EXCERPT PROVIDED:
Re: The INN/mmap bug

From: Daniel Phillips (news-innominate.list.linux.kernel@innominate.de)
Date: Tue Sep 19 2000 - 10:42:33 EST


Alexander Viro wrote:
>
> On Tue, 19 Sep 2000, Daniel Phillips wrote:
>
> > The more I think about it the less clear and ambiguous I find it.
> > When you add the dirty bit into the pot you get:
> >
> > Mapped, Uptodate, Dirty: not possible
>
> Sure, it is possible - that's how the write happens
>
> > !Mapped, Uptodate, Dirty: not possible
> > Mapped, !Uptodate, Dirty: pending write
>
> s/pending write/obvious bug/, damnit. Daniel, just think for a second: we
> have the buffer read to be picked by bdflush and written to disk, while
> the _contents_ _is_ _not_ _uptodate_. Just what can you expect when write
> succeeds? Junk on disk, right? You know, GIGO queue - garbage in, garbage
> out...
>
> > !Mapped, !Uptodate, Dirty: pending map and write
>
> Wrong. It's an instant BUG at line 711 in ll_rw_blk.c - remember these
> reports?

DIRECTIONS:
**a.** Based on the INN/mmap bug message, answer yes or no for each statement and quote the words that decide it. (i) Alexander Viro says the Mapped, Uptodate, Dirty combination is possible. (ii) Viro accepts "pending write" as the description of Mapped, !Uptodate, Dirty. (iii) Viro says !Mapped, !Uptodate, Dirty leads to a BUG at line 711 in ll_rw_blk.c.
**b.** Write the next part of the INN/mmap bug message, picking up after its final line.

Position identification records
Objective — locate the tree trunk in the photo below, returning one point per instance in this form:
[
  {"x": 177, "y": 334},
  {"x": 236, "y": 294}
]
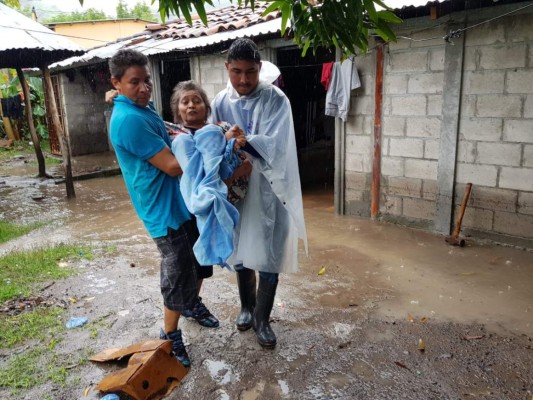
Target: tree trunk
[
  {"x": 63, "y": 140},
  {"x": 29, "y": 116}
]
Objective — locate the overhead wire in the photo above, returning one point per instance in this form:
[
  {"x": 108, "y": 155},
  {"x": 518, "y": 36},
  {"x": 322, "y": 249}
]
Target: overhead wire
[{"x": 450, "y": 35}]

OUTPUTS FOR THE TASKS:
**a.**
(i) Yes: "Sure, it is possible - that's how the write happens"
(ii) No: "s/pending write/obvious bug/, damnit."
(iii) Yes: "It's an instant BUG at line 711 in ll_rw_blk.c"

**b.**
It wasn't a conceptual error, it was a typo: here's the corrected
table with the wrongly tagged states you noticed
interchanged:

         Mapped, Uptodate, Dirty: pending write
        !Mapped, Uptodate, Dirty: not possible
         Mapped, !Uptodate, Dirty: not possible
        !Mapped, !Uptodate, Dirty: pending map and write
         Mapped, Uptodate, !Dirty: regular block
        !Mapped, Uptodate, !Dirty: hole of zeroes
         Mapped, !Uptodate, !Dirty: unread
        !Mapped, !Uptodate, !Dirty: pending map
 
> Sure, the dirty bit is not orthogonal to the rest. You don't need to do
> any complex analysis - it's as simple as
> * if I don't know _where_ to write the data - I'ld better not feed
> the request to ll_rw_block(), or it may get PO'd
> * if I know that data is junk - I don't want it hitting the disk.
>
> Dirty bit == request fed into the funnel and can be on disk any moment now.
> Locked == already in IO subsystem.
>
> That's it - completely independent from the rest, except that you don't
> want the whole write mechanism applied to non-uptodate or non-mapped
> pieces.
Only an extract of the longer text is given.